RECORDED INFORMATION start

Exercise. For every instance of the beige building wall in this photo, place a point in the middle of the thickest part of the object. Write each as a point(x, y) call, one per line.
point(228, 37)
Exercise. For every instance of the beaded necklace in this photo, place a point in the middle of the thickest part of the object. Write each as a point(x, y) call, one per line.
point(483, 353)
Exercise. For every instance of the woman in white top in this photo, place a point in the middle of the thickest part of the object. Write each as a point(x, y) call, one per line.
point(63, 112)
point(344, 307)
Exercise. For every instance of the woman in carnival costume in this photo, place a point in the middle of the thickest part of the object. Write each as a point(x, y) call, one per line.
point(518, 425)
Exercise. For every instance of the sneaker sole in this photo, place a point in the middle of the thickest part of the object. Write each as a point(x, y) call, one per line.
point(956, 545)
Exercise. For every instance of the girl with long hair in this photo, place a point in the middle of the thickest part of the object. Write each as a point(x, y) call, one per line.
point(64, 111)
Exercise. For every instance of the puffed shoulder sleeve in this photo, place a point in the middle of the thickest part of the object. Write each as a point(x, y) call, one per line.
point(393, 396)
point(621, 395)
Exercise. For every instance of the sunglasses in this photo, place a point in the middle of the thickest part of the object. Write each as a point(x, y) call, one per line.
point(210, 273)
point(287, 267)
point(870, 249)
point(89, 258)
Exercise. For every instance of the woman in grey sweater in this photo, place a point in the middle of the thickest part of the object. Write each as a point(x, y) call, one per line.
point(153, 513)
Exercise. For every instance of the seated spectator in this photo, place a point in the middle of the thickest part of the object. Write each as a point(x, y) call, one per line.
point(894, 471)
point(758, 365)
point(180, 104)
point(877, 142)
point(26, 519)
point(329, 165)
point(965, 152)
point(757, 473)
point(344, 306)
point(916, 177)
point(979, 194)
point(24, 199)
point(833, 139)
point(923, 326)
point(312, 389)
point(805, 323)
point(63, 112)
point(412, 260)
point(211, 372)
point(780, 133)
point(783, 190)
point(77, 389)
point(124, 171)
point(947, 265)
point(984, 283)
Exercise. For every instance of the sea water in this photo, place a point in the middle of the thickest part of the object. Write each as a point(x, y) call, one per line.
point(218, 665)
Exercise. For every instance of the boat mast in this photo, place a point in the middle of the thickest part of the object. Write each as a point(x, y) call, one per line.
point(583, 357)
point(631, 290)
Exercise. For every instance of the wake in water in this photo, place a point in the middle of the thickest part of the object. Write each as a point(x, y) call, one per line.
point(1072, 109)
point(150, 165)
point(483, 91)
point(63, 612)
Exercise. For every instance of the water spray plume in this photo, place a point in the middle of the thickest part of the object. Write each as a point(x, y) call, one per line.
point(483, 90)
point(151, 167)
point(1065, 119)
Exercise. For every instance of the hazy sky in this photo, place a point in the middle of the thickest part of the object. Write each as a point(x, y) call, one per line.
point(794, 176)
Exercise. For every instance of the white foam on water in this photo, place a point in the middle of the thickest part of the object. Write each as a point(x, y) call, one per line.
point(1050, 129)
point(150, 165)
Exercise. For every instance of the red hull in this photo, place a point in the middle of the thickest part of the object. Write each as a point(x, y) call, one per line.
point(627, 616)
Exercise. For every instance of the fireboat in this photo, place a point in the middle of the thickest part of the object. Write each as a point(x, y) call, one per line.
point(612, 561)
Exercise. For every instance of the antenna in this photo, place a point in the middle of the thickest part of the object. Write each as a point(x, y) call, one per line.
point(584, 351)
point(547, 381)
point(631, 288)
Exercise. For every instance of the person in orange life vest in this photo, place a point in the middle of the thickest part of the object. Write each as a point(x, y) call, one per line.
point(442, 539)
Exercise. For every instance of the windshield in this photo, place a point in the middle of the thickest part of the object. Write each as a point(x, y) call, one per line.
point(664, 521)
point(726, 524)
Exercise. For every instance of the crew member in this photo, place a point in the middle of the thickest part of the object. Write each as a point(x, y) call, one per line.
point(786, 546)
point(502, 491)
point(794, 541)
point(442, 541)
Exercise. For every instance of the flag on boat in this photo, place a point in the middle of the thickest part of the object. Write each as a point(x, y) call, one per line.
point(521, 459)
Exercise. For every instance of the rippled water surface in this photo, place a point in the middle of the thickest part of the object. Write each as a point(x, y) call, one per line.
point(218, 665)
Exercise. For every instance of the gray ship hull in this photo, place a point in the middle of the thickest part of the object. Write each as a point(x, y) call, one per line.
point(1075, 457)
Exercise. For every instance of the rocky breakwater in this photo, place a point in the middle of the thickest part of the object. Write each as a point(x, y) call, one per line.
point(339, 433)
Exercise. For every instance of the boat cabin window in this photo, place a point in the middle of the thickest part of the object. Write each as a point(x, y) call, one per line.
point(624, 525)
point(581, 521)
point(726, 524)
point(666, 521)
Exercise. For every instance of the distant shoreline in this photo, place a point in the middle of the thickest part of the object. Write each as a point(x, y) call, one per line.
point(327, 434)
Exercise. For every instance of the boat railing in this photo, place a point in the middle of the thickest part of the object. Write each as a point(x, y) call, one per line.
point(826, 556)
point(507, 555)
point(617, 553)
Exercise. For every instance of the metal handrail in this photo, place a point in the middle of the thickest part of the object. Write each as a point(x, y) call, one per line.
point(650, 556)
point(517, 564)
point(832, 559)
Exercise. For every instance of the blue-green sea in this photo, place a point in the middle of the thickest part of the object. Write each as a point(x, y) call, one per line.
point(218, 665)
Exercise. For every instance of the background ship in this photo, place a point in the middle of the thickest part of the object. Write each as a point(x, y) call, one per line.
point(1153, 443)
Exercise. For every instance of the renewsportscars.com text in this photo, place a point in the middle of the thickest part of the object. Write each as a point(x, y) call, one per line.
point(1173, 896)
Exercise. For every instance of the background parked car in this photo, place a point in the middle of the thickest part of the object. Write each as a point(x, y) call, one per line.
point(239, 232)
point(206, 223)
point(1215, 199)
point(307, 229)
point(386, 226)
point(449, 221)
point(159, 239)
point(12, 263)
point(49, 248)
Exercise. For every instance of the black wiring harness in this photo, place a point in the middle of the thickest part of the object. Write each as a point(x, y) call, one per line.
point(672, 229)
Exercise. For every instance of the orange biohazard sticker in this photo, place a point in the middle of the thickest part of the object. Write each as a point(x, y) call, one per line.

RECORDED INFORMATION end

**GIVEN TASK:** Can you lay out the lines of the items above as a JSON list of strings, one string per line with blank lines omitted, starting with the first line of the items and going on through the line with "point(344, 307)"?

**ANSWER TO THIS EXERCISE:**
[
  "Exercise. For every instance of the beige building wall in this photo, place a point in the middle of the thickest part of the object. Write each as a point(x, y) call, one per line.",
  "point(228, 37)",
  "Exercise. For every instance of the beaded necklace in this photo, place a point in the middle of the thickest part of the object. Write each as a point(x, y) call, one per line.",
  "point(483, 353)",
  "Exercise. For every instance of the woman in white top in this photo, place a point in the middle of the thickest part of the object. Write each as a point(x, y) call, one per line.",
  "point(63, 112)",
  "point(344, 307)"
]